## WRITTEN PROBLEM
Exactly repeat the full listing that follows.

## DATA FOR THIS TASK
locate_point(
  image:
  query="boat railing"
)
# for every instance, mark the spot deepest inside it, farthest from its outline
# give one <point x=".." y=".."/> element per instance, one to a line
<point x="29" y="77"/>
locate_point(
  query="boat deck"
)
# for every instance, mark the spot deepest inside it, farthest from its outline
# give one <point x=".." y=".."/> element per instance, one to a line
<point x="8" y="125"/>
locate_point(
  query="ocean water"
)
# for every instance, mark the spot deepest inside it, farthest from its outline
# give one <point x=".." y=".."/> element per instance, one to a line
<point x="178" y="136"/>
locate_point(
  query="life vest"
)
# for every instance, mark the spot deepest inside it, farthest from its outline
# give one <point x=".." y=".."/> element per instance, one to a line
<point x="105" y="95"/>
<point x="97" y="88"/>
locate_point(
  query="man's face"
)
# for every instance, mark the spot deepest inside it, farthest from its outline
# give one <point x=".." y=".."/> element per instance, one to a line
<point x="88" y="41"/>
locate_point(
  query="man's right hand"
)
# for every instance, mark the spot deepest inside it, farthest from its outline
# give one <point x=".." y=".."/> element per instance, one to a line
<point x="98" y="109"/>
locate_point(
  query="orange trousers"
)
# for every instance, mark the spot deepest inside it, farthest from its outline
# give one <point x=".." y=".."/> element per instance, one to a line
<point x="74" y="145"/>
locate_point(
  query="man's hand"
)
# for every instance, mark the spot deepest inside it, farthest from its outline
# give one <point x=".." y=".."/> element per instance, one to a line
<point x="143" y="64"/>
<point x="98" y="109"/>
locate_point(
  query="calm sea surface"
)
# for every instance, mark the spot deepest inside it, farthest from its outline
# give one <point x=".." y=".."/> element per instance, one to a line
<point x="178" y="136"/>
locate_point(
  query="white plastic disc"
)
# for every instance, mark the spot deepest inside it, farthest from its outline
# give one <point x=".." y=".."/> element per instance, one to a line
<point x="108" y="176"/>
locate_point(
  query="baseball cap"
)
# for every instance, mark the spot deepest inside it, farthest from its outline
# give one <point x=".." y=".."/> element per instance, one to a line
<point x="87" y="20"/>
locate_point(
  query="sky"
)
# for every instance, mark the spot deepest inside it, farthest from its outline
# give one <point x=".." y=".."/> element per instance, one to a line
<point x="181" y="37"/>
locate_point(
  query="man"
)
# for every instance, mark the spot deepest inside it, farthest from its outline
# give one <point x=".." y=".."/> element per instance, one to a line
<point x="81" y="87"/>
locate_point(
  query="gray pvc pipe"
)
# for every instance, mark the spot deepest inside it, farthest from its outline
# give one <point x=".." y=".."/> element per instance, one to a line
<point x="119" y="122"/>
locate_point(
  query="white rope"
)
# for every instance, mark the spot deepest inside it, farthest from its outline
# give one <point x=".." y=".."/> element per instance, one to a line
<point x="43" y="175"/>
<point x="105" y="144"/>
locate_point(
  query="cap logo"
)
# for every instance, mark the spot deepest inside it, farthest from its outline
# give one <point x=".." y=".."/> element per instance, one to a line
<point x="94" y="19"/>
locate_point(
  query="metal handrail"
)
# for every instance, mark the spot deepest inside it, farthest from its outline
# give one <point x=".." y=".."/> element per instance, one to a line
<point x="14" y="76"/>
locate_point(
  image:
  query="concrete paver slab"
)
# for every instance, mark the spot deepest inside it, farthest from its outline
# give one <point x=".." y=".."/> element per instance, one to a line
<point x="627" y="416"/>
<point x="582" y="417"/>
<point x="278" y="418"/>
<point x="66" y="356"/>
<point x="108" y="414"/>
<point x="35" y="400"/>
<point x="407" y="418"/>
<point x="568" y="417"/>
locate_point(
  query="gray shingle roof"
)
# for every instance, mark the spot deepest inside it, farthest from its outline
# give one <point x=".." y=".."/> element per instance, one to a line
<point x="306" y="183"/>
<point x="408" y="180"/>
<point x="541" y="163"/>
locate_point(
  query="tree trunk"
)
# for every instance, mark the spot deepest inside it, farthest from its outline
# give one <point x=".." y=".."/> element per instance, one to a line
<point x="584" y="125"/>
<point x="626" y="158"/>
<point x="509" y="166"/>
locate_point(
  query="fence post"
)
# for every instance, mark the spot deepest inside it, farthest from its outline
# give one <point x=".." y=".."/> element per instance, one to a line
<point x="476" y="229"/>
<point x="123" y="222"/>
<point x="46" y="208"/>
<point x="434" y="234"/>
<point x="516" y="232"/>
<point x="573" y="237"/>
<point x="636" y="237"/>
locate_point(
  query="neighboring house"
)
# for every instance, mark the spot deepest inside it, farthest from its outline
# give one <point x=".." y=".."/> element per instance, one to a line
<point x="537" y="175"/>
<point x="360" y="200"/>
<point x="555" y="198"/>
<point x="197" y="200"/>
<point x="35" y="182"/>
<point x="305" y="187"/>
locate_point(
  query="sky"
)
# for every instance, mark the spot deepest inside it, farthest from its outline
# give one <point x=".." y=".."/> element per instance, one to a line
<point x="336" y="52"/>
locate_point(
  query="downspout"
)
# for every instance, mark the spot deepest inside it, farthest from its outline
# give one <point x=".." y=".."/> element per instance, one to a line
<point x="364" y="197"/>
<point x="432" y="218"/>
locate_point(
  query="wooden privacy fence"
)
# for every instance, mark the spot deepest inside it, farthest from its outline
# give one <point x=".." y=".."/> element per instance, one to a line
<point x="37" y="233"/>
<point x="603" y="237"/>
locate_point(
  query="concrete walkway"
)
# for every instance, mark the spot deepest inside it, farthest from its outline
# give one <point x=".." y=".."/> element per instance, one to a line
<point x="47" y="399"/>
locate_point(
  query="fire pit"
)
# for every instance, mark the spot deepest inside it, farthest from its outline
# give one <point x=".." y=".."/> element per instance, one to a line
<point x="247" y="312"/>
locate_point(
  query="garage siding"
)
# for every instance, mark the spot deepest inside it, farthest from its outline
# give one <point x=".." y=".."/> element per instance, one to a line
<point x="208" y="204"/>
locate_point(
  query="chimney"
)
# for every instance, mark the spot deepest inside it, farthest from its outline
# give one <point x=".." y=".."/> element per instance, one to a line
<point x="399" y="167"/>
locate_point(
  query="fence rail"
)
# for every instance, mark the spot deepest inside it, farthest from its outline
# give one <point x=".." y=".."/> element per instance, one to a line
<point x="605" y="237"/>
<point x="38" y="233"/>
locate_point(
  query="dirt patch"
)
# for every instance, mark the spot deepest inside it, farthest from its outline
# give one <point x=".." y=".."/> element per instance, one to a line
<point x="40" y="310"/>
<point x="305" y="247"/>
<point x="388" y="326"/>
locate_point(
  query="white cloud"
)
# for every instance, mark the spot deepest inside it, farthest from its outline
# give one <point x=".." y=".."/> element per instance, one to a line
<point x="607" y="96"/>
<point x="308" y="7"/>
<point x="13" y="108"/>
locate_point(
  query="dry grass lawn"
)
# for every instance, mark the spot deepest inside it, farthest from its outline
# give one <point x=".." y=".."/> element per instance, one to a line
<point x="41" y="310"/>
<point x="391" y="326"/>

## IN RESPONSE
locate_point(
  image:
  query="boat railing"
)
# for every instance, mark the spot deepest inside it, farthest from its outline
# give one <point x=".." y=".."/> element per instance, one to a line
<point x="29" y="77"/>
locate_point(
  query="boat deck"
)
# for every instance, mark the spot deepest inside it, farthest from its outline
# give one <point x=".." y=".."/> element per instance, one to a line
<point x="8" y="125"/>
locate_point(
  query="ocean water"
)
# for every instance, mark the spot deepest inside it, farthest from its outline
# give one <point x=".." y=".."/> element per instance, one to a line
<point x="178" y="136"/>
locate_point(
  query="life vest"
)
# for every instance, mark the spot deepest inside it, farthest from its outline
# give one <point x=".." y=".."/> element per instance, one to a line
<point x="105" y="95"/>
<point x="97" y="88"/>
locate_point(
  query="man's face"
)
# for every instance, mark the spot deepest inside it, farthest from its outline
# give one <point x=".." y=".."/> element per instance, one to a line
<point x="88" y="41"/>
locate_point(
  query="man's right hand"
)
# for every instance, mark the spot deepest inside it, farthest from its outline
# give one <point x=".." y=".."/> element per instance, one to a line
<point x="98" y="109"/>
locate_point(
  query="orange trousers"
)
# for every instance, mark the spot deepest inside it, farthest from its outline
# give one <point x=".." y=".."/> element per instance, one to a line
<point x="74" y="145"/>
locate_point(
  query="man's hand"
)
# for every instance, mark the spot deepest inside it, farthest from its outline
# give one <point x=".." y=".."/> element per instance, one to a line
<point x="143" y="64"/>
<point x="98" y="109"/>
locate_point(
  query="calm sea surface"
)
# for every instance, mark the spot deepest inside it, farthest from its outline
# give one <point x=".." y=".."/> element per instance, one to a line
<point x="178" y="136"/>
locate_point(
  query="white plastic disc"
)
# for every instance, mark the spot deepest inside it, farthest from its outline
# give one <point x=".." y=".."/> element per instance, one to a line
<point x="108" y="176"/>
locate_point(
  query="baseball cap"
)
# for every instance, mark the spot deepest inside it, farthest from its outline
# give one <point x=".." y=".."/> element per instance, one to a line
<point x="87" y="20"/>
locate_point(
  query="sky"
)
# for every instance, mark the spot deepest inside it, farthest from its outline
# give one <point x=".." y=".."/> element per instance, one to a line
<point x="181" y="37"/>
locate_point(
  query="man"
)
# for every instance, mark the spot deepest inside it, farthest from its outline
# give one <point x=".." y=".."/> element per instance, one to a line
<point x="81" y="87"/>
locate_point(
  query="gray pvc pipe"
)
# for every instance, mark the spot deepest inside it, farthest from its outline
# give one <point x=".." y=".."/> element per instance, one to a line
<point x="119" y="122"/>
locate_point(
  query="white rope"
)
# for every instance, mark the spot deepest inside it, farthest from its outline
# give one <point x=".." y=".."/> element per instance, one to a line
<point x="43" y="175"/>
<point x="105" y="144"/>
locate_point(
  query="cap logo"
)
# for every instance, mark the spot deepest inside it, farthest from its outline
# give one <point x=".." y=".."/> element per instance, one to a line
<point x="94" y="19"/>
locate_point(
  query="metal handrail"
)
# for every instance, mark the spot deepest inside it, farthest from its outline
# give one <point x=".." y=".."/> element per instance, one to a line
<point x="14" y="76"/>
locate_point(
  image:
  query="concrete paver slab"
)
# for every instance, mark the spot deepest inside it, farthest from its outline
# give one <point x=".." y=".."/> element per instance, one to a line
<point x="627" y="416"/>
<point x="582" y="417"/>
<point x="278" y="418"/>
<point x="66" y="356"/>
<point x="108" y="414"/>
<point x="35" y="400"/>
<point x="407" y="418"/>
<point x="568" y="417"/>
locate_point(
  query="gray shingle roof"
)
# for every instance, mark the spot deepest inside it, farthest from its outline
# give one <point x=".." y=".."/> element per instance, one to a line
<point x="306" y="183"/>
<point x="408" y="180"/>
<point x="541" y="163"/>
locate_point(
  query="tree trunk"
)
# for every instance, mark the spot deepest inside it, farthest from its outline
# give one <point x=".." y=".."/> element per instance, one to a line
<point x="584" y="125"/>
<point x="626" y="158"/>
<point x="509" y="166"/>
locate_point(
  query="fence post"
)
# for every instance, mark the spot deepest inside it, farthest from its outline
# give one <point x=".." y=".."/> element per instance, one to a line
<point x="476" y="229"/>
<point x="123" y="222"/>
<point x="46" y="208"/>
<point x="434" y="234"/>
<point x="516" y="232"/>
<point x="573" y="237"/>
<point x="636" y="237"/>
locate_point(
  query="neighboring house"
)
# for every instance, mark the spot deepest inside it, farthest from its outline
# give one <point x=".." y=".."/> element per instance, one to a line
<point x="537" y="175"/>
<point x="360" y="200"/>
<point x="555" y="198"/>
<point x="197" y="200"/>
<point x="35" y="182"/>
<point x="305" y="187"/>
locate_point(
  query="sky"
)
# for every instance, mark the spot deepest inside it, farthest from its outline
# give one <point x=".." y=".."/> element per instance, one to a line
<point x="336" y="52"/>
locate_point(
  query="downspout"
)
# for every instance, mark the spot deepest inside it, farthest from its outline
# give one <point x=".." y=".."/> element per instance, one to a line
<point x="364" y="197"/>
<point x="432" y="218"/>
locate_point(
  query="wooden privacy fence"
)
# for every instance, mark the spot deepest inside it, farthest from its outline
# give one <point x=".." y=".."/> element per instance, one to a line
<point x="37" y="233"/>
<point x="603" y="237"/>
locate_point(
  query="concrete walkway"
)
# for every instance, mark the spot deepest inside it, farthest from its outline
# give one <point x=".." y=".."/> element per instance, one to a line
<point x="47" y="399"/>
locate_point(
  query="fire pit"
)
# for every instance, mark the spot deepest inside it, farthest from its outline
# give one <point x=".." y=".."/> element per instance, one to a line
<point x="247" y="312"/>
locate_point(
  query="garage siding"
)
# for every instance, mark the spot deepest inside it, farthest from its outline
# give one <point x=".." y=".."/> element per instance, one to a line
<point x="208" y="204"/>
locate_point(
  query="chimney"
)
# for every instance, mark the spot deepest inside it, farthest from its outline
# give one <point x=".." y=".."/> element per instance, one to a line
<point x="399" y="167"/>
locate_point(
  query="fence rail"
)
# for every instance, mark the spot deepest inside it, farthest from its outline
# give one <point x=".." y=".."/> element per instance, one to a line
<point x="605" y="237"/>
<point x="38" y="233"/>
locate_point(
  query="dirt patch"
)
# for every instance, mark the spot deepest inside it, farthest from its outline
# give one <point x=".." y=".."/> element per instance, one to a line
<point x="40" y="310"/>
<point x="305" y="247"/>
<point x="388" y="326"/>
locate_point(
  query="white cloud"
)
# for every instance, mark the spot deepest inside it, farthest from its outline
# give one <point x=".." y=".."/> element per instance, one to a line
<point x="607" y="96"/>
<point x="308" y="7"/>
<point x="13" y="108"/>
locate_point(
  query="dry grass lawn"
)
# for every instance, mark the spot deepest inside it, farthest from its outline
# give one <point x=".." y=".."/> element per instance, one to a line
<point x="41" y="310"/>
<point x="391" y="326"/>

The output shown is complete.